• [Exercício escrito A]
Enumere os termos que, no trecho do documento abaixo, aparecem em sequência imediatamente antes da expressão "há crime".
• [Exercício escrito B]
Conte as linhas dos registros que contêm a palavra "white", considerando a distinção entre maiúsculas e minúsculas, e informe somente o número.

• [Trecho do documento]
......

André Vargas
<andrevargasantos@gmail.com>7 de maio de 2018 20:09
Para: “Jandir Jr.” <mailexpressivo@gmail.com>
Sola e solo partem de onde verbo, e verba, se conjugam no mesmo cultivo-cultura. No culto dos ocultos ninguém está presente e este é o meu presente passando ao passado do fui. Sequer fui eu, um dia, que fui descalço a sentir chão, mas Jandir. Hão os calados calçar sapato à boca feito poetas arcaicos, ou as calçadas seguirão frias na poesia dos meio-fios brancos de cal, calmos de sol, soltos? A escrita grita e, por isso, todos ouvem – ninguém entende trova trovão, trovoada.
Jandir escreveu e se disponibilizou a fazer o que outro escrevesse, eu escrevi respondendo Jandir, me disponibilizando a outorgar, alterando em Jandir um sentido qualquer, mas isso sempre foi Jandir. Nunca fui eu, como uma pichação conceitual no muro da minha própria casa. Culpados, cumplices, mandantes – há crime, sunt lacrimae rerum, e castigo: “O respeito à estética é o primeiro sinal de impotência. Nunca o senti mais do que agora e compreendo cada vez menos qual foi o meu crime…”. Mas escrevo agora para que o jogo continue, como se eu usasse um password (senha: palavra para seguir) e para que eu seja um pouco mais Jandir nas minhas ruas e que tudo possa Jandir.
Amigo.
Escrevi que Jandir teria de andar descalço do trabalho até a sua casa – excetuando os momentos em que estivesse dentro de algum meio de transporte, ou seja, os momentos em que ele não tivesse que andar –, e que, ao chegar à sua casa, fotografasse a sola de seus pés. Assim ele fez e, então me enviou as fotografias.

......

• [Registros fornecidos]
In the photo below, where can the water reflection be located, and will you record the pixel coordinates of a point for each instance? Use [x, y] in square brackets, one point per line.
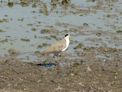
[26, 25]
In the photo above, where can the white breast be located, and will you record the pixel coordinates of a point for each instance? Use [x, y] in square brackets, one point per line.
[67, 43]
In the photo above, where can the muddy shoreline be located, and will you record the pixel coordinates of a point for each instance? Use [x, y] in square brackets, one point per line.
[85, 74]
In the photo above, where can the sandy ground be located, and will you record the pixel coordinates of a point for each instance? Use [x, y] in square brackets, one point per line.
[88, 73]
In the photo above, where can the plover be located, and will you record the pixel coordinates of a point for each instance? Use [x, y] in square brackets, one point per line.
[58, 47]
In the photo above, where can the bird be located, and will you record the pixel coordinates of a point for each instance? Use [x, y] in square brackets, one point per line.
[57, 47]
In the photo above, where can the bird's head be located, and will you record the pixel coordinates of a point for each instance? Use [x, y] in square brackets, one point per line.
[67, 36]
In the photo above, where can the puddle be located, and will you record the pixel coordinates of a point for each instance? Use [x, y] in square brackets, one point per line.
[21, 25]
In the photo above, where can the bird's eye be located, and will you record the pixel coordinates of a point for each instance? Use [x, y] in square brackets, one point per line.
[66, 35]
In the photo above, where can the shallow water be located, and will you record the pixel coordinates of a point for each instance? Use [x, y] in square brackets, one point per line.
[22, 25]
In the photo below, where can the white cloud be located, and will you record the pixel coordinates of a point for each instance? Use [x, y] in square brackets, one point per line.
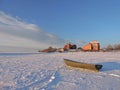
[16, 33]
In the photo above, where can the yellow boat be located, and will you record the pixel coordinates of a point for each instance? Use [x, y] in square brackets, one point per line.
[75, 64]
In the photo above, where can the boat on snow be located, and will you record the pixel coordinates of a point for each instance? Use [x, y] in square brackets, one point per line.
[75, 64]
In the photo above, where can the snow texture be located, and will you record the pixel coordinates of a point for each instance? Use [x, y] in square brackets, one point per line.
[47, 71]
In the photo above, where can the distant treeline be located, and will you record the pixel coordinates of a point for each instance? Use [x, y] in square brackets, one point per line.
[112, 47]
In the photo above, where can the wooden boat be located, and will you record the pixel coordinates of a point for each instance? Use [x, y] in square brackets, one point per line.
[93, 67]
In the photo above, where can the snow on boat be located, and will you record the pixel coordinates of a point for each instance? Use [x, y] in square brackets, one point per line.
[75, 64]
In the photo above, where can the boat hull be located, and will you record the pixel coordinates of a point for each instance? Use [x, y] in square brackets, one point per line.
[75, 64]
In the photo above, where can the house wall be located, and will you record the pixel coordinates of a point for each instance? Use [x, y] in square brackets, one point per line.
[87, 47]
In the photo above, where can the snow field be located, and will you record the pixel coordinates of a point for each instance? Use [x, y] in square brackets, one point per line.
[47, 71]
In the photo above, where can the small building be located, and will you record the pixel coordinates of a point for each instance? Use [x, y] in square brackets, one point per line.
[70, 46]
[92, 46]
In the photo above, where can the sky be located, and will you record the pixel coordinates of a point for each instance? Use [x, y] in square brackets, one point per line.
[72, 20]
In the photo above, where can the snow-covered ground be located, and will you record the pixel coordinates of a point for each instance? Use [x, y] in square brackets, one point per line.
[47, 71]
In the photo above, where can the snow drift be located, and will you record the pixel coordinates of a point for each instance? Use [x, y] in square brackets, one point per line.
[43, 71]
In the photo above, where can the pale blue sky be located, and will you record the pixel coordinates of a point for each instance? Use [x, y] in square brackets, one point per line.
[71, 20]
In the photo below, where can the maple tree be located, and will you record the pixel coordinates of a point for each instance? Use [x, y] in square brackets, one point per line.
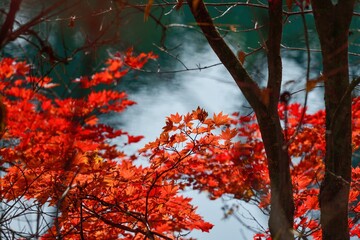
[294, 208]
[56, 152]
[332, 21]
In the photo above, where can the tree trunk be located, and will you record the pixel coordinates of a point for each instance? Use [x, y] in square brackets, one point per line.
[282, 205]
[332, 23]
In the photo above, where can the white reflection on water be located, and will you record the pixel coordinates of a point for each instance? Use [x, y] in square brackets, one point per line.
[214, 90]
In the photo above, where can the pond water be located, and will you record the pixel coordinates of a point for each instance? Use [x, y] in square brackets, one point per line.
[214, 90]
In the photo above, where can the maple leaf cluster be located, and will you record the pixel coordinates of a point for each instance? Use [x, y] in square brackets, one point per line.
[224, 155]
[56, 152]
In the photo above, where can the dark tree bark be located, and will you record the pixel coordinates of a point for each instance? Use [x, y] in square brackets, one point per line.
[282, 206]
[332, 23]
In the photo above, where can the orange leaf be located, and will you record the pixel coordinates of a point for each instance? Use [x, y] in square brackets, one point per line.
[241, 56]
[147, 9]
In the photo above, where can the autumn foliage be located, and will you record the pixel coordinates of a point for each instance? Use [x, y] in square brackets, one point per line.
[56, 151]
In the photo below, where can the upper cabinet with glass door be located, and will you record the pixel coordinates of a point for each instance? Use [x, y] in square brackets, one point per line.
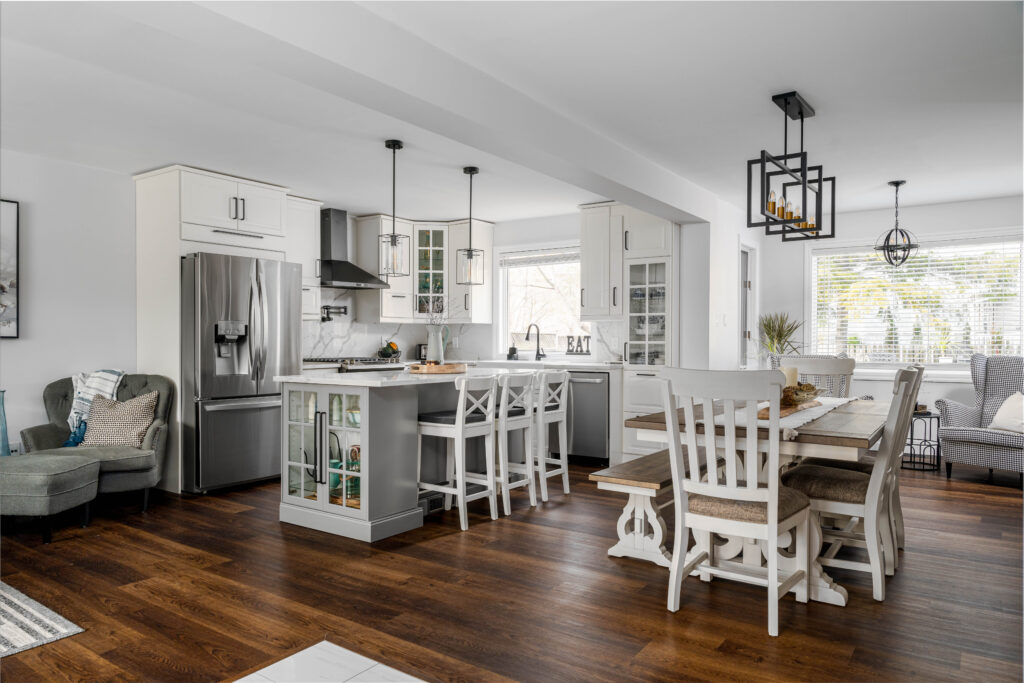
[430, 256]
[647, 321]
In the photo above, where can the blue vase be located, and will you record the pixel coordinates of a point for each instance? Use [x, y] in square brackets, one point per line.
[4, 443]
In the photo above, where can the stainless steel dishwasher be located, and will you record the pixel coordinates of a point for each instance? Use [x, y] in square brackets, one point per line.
[588, 416]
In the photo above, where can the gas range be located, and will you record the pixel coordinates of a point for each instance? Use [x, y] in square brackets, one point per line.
[355, 364]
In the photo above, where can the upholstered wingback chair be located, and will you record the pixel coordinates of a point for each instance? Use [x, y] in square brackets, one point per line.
[121, 468]
[964, 433]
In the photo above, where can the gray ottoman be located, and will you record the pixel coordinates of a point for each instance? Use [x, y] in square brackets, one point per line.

......

• [Resposta esperada A]
Culpados
cumplices
mandantes

• [Resposta esperada B]
3